PROBLEM STATEMENT:
Wherever the word "cabin" occurs in the listing, copy the whole line.

TASK MATERIAL:
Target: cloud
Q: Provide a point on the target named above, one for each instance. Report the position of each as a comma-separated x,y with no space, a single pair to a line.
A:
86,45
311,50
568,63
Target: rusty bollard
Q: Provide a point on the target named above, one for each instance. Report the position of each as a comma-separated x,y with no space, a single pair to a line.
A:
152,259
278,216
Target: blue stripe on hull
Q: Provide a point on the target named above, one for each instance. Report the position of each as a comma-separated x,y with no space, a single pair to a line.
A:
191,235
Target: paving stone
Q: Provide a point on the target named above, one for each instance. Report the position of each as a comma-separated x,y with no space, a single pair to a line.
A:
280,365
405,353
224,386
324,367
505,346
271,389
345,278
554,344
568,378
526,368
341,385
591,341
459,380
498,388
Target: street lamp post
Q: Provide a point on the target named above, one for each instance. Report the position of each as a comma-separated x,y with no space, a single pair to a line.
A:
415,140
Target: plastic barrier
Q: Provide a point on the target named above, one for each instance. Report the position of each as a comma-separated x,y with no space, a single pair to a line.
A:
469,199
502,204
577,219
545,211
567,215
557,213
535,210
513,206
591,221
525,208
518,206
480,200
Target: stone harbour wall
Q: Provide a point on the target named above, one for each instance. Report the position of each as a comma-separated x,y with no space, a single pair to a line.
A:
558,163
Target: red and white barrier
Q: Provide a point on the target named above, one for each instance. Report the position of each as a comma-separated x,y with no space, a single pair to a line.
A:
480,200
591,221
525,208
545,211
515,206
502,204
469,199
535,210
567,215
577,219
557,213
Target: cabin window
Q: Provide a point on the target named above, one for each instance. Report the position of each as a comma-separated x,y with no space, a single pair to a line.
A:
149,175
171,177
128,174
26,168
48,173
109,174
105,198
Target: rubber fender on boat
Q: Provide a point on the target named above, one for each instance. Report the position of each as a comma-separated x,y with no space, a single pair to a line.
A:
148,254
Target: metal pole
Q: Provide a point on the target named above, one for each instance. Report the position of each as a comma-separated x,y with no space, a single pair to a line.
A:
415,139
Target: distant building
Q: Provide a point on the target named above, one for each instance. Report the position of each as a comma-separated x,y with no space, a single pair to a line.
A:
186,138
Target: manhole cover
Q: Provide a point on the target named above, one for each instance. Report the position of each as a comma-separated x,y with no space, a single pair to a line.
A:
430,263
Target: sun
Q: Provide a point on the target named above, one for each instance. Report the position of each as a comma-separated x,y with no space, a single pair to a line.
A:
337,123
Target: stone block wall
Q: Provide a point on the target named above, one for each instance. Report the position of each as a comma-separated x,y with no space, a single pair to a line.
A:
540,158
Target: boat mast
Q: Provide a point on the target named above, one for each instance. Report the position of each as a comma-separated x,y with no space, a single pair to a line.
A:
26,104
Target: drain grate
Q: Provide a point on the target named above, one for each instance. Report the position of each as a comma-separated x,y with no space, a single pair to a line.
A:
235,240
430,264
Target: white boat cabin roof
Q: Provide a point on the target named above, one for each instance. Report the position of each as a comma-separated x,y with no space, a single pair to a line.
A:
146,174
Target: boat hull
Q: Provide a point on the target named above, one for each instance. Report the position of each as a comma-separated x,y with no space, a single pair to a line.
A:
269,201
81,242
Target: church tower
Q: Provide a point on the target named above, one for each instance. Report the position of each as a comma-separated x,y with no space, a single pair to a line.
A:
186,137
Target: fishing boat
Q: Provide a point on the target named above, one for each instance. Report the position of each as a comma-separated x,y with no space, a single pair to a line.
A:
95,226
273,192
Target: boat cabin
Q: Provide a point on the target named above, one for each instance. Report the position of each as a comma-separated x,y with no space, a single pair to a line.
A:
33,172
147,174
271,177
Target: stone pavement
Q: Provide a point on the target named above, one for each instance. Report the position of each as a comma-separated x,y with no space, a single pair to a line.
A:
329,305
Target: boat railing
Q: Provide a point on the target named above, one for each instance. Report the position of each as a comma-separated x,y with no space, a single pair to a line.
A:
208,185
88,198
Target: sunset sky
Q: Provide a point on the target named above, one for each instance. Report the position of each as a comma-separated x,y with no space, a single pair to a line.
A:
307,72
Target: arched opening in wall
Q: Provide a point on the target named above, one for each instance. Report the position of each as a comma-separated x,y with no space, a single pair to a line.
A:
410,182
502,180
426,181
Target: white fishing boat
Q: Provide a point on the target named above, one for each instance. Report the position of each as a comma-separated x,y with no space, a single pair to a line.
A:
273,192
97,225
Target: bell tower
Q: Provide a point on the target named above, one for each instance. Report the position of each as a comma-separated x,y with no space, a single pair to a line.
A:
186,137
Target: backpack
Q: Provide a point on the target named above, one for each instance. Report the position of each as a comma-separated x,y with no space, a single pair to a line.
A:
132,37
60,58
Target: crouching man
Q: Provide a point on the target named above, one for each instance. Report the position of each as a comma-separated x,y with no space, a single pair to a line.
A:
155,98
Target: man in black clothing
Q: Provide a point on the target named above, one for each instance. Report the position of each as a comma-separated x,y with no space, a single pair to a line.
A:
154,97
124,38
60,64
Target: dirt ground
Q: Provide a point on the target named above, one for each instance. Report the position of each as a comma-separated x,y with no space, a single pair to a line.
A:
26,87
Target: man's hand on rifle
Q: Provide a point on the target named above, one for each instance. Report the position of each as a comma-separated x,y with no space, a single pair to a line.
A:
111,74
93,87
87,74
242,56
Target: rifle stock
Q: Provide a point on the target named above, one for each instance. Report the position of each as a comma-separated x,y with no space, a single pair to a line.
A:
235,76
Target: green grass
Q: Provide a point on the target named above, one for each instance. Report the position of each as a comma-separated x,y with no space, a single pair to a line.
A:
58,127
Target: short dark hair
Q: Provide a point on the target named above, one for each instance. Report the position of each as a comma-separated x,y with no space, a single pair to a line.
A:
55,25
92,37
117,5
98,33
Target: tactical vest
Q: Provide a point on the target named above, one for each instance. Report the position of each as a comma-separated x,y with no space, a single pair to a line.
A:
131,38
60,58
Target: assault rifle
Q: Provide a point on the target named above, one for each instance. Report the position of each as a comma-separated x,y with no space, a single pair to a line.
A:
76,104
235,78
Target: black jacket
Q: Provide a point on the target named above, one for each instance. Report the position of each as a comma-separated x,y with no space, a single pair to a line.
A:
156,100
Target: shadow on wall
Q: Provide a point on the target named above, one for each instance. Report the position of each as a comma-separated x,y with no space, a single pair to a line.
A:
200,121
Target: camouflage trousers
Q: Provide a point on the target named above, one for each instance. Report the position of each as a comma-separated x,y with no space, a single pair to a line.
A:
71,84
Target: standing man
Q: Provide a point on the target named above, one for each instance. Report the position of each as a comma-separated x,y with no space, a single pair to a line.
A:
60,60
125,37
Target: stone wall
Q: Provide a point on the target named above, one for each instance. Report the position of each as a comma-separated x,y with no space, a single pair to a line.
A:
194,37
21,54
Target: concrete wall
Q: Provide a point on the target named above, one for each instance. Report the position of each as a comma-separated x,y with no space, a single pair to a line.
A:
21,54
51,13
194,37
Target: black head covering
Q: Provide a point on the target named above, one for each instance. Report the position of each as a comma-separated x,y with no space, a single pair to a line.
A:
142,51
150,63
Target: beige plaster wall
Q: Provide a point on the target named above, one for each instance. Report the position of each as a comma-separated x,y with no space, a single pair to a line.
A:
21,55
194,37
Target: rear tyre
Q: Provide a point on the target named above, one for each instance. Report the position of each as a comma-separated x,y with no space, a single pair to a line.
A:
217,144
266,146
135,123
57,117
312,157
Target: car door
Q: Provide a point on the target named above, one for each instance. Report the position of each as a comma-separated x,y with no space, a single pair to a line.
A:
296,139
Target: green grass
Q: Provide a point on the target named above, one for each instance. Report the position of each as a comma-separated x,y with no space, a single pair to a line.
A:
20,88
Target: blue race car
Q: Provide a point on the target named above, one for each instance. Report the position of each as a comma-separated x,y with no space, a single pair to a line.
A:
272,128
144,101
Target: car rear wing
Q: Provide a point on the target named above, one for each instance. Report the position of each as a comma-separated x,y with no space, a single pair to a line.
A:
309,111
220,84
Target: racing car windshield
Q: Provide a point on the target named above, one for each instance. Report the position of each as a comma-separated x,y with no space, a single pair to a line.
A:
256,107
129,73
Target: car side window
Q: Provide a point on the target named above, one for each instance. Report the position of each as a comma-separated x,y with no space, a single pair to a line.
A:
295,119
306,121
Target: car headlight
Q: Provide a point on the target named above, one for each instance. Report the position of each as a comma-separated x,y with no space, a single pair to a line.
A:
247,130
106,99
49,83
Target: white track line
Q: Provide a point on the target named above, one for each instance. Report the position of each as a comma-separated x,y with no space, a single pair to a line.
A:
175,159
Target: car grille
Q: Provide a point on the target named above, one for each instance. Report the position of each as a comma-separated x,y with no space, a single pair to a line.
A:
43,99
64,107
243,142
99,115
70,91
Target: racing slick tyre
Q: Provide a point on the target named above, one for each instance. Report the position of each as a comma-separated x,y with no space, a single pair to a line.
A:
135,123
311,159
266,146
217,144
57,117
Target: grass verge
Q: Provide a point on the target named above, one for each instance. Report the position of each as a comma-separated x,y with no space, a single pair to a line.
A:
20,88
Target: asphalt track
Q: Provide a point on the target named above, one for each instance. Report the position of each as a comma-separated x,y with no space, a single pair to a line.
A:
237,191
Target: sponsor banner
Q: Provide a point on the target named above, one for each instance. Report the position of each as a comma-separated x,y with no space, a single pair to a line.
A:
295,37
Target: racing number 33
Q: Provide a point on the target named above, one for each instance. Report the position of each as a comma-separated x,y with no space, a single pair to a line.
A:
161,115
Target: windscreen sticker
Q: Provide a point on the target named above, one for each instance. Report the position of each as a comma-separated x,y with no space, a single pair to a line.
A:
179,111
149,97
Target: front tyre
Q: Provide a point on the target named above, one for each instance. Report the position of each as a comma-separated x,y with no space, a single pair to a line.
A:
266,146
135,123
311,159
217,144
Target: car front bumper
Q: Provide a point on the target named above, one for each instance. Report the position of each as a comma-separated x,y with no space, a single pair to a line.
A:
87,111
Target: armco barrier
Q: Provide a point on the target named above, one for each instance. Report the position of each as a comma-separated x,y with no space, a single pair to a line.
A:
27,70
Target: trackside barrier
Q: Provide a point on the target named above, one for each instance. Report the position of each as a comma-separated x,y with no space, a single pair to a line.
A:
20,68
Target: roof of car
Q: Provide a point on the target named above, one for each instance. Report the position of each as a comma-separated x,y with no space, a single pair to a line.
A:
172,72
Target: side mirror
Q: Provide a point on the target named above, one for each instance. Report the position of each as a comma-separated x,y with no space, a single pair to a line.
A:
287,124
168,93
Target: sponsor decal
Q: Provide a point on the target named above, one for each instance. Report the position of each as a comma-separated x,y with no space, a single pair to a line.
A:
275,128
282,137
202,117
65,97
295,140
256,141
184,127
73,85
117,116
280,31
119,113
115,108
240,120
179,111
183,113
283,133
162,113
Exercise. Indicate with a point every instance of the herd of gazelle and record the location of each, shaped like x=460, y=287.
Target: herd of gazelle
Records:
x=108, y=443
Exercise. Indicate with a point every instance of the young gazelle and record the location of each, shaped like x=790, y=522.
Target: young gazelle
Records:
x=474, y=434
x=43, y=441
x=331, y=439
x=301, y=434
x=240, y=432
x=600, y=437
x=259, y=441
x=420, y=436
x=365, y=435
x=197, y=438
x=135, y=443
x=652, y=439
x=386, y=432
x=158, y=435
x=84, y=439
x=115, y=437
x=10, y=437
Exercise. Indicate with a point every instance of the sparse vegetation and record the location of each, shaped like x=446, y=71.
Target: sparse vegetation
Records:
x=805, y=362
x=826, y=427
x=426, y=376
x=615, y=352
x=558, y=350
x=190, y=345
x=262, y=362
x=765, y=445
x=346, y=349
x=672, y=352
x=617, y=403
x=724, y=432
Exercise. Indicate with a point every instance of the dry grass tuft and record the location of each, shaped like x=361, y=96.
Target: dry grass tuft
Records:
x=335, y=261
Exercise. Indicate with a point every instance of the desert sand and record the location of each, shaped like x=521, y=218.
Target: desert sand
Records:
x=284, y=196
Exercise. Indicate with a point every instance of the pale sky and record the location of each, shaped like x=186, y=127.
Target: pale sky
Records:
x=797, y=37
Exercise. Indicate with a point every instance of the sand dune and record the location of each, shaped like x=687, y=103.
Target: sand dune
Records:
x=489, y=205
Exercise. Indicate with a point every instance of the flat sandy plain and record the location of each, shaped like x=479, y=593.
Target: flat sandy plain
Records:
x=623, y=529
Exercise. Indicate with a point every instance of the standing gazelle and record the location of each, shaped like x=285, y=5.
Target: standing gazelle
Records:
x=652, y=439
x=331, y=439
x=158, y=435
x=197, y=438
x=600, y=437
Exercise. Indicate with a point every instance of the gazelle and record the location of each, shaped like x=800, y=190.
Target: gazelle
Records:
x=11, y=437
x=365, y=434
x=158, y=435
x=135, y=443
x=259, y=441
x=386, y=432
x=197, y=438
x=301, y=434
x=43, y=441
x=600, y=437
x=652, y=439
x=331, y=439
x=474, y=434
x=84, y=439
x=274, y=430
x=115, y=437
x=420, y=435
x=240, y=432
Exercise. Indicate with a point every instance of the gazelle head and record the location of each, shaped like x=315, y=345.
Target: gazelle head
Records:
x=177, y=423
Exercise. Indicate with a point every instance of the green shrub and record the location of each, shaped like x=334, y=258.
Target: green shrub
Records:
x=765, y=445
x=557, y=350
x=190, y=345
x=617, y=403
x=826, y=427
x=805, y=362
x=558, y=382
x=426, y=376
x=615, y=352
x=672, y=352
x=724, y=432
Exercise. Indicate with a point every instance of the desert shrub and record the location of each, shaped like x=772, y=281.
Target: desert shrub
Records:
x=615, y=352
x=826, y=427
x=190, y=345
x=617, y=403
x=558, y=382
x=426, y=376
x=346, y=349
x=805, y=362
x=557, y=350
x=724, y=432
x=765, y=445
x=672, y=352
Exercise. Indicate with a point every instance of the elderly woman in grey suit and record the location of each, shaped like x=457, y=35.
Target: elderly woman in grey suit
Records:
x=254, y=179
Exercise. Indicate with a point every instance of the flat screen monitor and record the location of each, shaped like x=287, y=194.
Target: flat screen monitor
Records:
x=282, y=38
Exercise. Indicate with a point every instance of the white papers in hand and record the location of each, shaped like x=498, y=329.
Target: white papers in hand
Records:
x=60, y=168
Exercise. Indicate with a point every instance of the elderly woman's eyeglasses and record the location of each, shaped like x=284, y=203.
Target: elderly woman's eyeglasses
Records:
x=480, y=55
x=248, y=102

RESULT OF THE EXERCISE:
Target: cabin window
Target: white boat cabin roof
Target: boat cabin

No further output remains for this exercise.